§ **本文**
◆ ◆ ◆ ◆ ◆
2021年4月8日木曜日

学校で習った診察手技,実際に使っているの?

 Kerzner S, Mao RQ, Patel JN, Sreeraman S, Profetto J. Identifying the gap in clinical skills: a pilot study investigating the use of clinical respiratory examination skills in practice. Educ Prim Care. 2021 Apr 7:1-7. doi: 10.1080/14739879.2021.1901614. Epub ahead of print. PMID: 33825655.

https://doi.org/10.1080/14739879.2021.1901614


医学部時代に学んだ臨床技能を実際に使用しているかどうかを調査した文献は乏しい。本研究の目的は、最も臨床的に意味のある診察スキルに焦点を当てて報告し、学生の臨床実習への準備を高めることである。本研究では、利便性とスノーボールサンプリングを用いたオープンリクルート戦略により、10分間の匿名のオンライン調査を研修医と医師に広めた。この調査では、呼吸器系の診察スキルの実際の使用状況を調べることを目的とした。結果を評価するために、基本的な量的分析と記述的な内容分析を行った。
◆ ◆ ◆ ◆ ◆
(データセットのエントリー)

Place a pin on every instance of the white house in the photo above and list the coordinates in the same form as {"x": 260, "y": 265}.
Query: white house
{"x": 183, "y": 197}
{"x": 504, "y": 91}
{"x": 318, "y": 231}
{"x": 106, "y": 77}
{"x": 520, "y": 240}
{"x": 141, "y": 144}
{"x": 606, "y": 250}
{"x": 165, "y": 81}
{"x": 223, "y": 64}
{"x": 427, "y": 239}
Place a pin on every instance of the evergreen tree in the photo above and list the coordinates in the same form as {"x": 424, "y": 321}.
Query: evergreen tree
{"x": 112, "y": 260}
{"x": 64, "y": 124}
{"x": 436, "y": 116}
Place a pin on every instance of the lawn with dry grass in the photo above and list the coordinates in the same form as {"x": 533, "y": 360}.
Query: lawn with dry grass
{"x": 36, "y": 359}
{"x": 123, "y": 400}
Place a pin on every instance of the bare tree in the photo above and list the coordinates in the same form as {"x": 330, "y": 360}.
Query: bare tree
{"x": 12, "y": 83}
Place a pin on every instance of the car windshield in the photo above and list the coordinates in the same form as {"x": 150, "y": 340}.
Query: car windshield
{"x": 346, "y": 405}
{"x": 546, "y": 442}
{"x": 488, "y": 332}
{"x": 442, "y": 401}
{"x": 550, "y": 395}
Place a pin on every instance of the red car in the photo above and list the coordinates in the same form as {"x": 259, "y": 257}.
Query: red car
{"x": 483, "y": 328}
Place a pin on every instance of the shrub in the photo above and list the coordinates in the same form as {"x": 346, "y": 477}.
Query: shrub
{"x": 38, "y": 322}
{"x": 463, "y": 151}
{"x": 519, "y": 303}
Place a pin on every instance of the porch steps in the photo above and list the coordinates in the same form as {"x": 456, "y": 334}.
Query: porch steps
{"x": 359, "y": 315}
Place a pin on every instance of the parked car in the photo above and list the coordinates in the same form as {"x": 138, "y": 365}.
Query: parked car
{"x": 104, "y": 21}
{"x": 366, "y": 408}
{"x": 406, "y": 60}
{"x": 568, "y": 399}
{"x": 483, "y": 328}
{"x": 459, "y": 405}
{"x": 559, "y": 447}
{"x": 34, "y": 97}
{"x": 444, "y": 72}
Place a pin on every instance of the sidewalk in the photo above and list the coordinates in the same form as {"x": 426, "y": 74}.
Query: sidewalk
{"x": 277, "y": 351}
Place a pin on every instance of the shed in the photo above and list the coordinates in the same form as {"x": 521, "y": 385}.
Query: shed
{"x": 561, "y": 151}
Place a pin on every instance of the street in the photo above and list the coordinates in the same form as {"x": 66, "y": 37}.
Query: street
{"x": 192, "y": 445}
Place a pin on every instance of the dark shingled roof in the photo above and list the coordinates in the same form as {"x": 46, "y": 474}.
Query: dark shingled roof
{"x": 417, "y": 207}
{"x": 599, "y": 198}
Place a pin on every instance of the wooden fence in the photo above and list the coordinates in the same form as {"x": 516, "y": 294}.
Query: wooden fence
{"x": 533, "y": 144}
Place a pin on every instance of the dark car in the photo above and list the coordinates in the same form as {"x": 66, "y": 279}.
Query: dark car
◆ ◆ ◆ ◆ ◆
§ **課題 1**
本文のうち「学校で習った診察手技,実際に使っているの?」を含む語句で始まり「print. PMID: 33825655.」で終わる部分を、「診察手技」を「身体診察の技術」に置き換えて書き直してください。
§ **課題 2**
本文によると、研修医と医師に広められた調査はどのような形式のものでしたか。
§ **課題 3**
本文の「医学部時代に学んだ」で始まる段落を、主な事実を残して箇条書きにまとめてください。
エントリーはこの作業には一切関係しません。

§ **回答欄 1**
学校で習った身体診察の技術,実際に使っているの?

 Kerzner S, Mao RQ, Patel JN, Sreeraman S, Profetto J. Identifying the gap in clinical skills: a pilot study investigating the use of clinical respiratory examination skills in practice. Educ Prim Care. 2021 Apr 7:1-7. doi: 10.1080/14739879.2021.1901614. Epub ahead of print. PMID: 33825655.

§ **回答欄 2**
10分間の匿名のオンライン調査です。

§ **回答欄 3**
- 医学部時代に学んだ臨床技能が実際に使われているかを調べた文献は乏しい。
- 目的は、臨床的に最も意味のある診察スキルを報告し、学生の臨床実習への準備を高めること。
- 利便性とスノーボールサンプリングによるオープンリクルートで、10分間の匿名オンライン調査を研修医と医師に広めた。
- 調査対象は呼吸器系の診察スキルの実際の使用状況。
- 結果は基本的な量的分析と記述的な内容分析で評価した。